**YOUR GOAL:** Switch "chimney" to "smokestack" in the stretch of lines from the start through the line containing "M 25 214 L 28", changing nothing else. Give back only those lines, leaving the pictures out.

■ ■ ■ ■ ■ ■ ■

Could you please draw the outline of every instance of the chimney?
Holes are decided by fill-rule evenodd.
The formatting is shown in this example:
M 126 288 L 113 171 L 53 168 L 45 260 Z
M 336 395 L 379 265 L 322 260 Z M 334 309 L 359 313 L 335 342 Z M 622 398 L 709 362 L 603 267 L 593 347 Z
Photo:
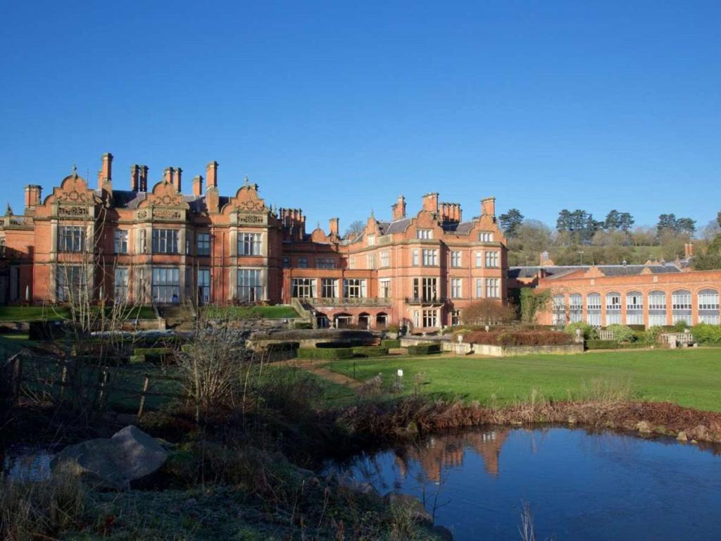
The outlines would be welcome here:
M 140 191 L 148 191 L 148 166 L 140 166 Z
M 686 242 L 684 245 L 684 252 L 686 259 L 691 259 L 694 257 L 694 243 Z
M 423 195 L 423 210 L 429 212 L 438 211 L 438 193 L 431 192 Z
M 330 236 L 335 237 L 338 236 L 338 223 L 339 219 L 337 218 L 331 218 L 330 221 Z
M 193 177 L 193 195 L 203 195 L 203 177 L 201 177 L 200 175 Z
M 102 155 L 102 168 L 97 174 L 97 188 L 103 189 L 103 185 L 112 182 L 112 154 L 106 152 Z
M 25 214 L 28 211 L 34 211 L 35 208 L 40 204 L 40 198 L 43 192 L 43 187 L 37 184 L 30 184 L 25 186 Z
M 137 192 L 140 185 L 140 167 L 138 164 L 131 166 L 131 190 Z
M 405 198 L 402 195 L 398 198 L 398 201 L 391 206 L 393 211 L 394 220 L 402 220 L 405 218 Z
M 481 216 L 495 216 L 495 197 L 487 197 L 481 200 Z
M 180 193 L 182 188 L 182 185 L 180 183 L 181 175 L 182 175 L 182 170 L 180 169 L 180 167 L 176 169 L 174 175 L 173 175 L 173 185 L 175 186 L 175 191 L 177 192 L 178 193 Z
M 205 180 L 207 183 L 205 189 L 210 190 L 211 188 L 218 188 L 218 162 L 211 162 L 205 167 Z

■ ■ ■ ■ ■ ■ ■

**RESPONSE TO THE TASK:**
Could you please draw the outline of every instance of the smokestack?
Holes are decided by fill-rule evenodd.
The formatting is shown in this example:
M 126 288 L 113 171 L 53 168 L 45 260 Z
M 336 395 L 379 265 L 322 260 Z M 334 309 L 359 313 L 335 342 Z M 622 398 L 709 362 L 603 267 L 593 347 Z
Photo:
The outlines would be welcome here:
M 140 191 L 148 191 L 148 166 L 140 166 Z
M 686 242 L 684 245 L 684 252 L 686 259 L 691 259 L 694 257 L 694 243 Z
M 423 195 L 423 210 L 429 212 L 438 211 L 438 193 L 431 192 Z
M 330 236 L 335 237 L 338 236 L 338 223 L 339 219 L 337 218 L 331 218 L 330 221 Z
M 193 177 L 193 195 L 203 195 L 203 177 L 201 177 L 200 175 Z
M 102 155 L 102 168 L 97 174 L 97 188 L 103 189 L 103 185 L 112 182 L 112 154 L 106 152 Z
M 25 214 L 28 211 L 34 211 L 35 208 L 40 204 L 40 198 L 43 192 L 43 187 L 37 184 L 30 184 L 25 186 Z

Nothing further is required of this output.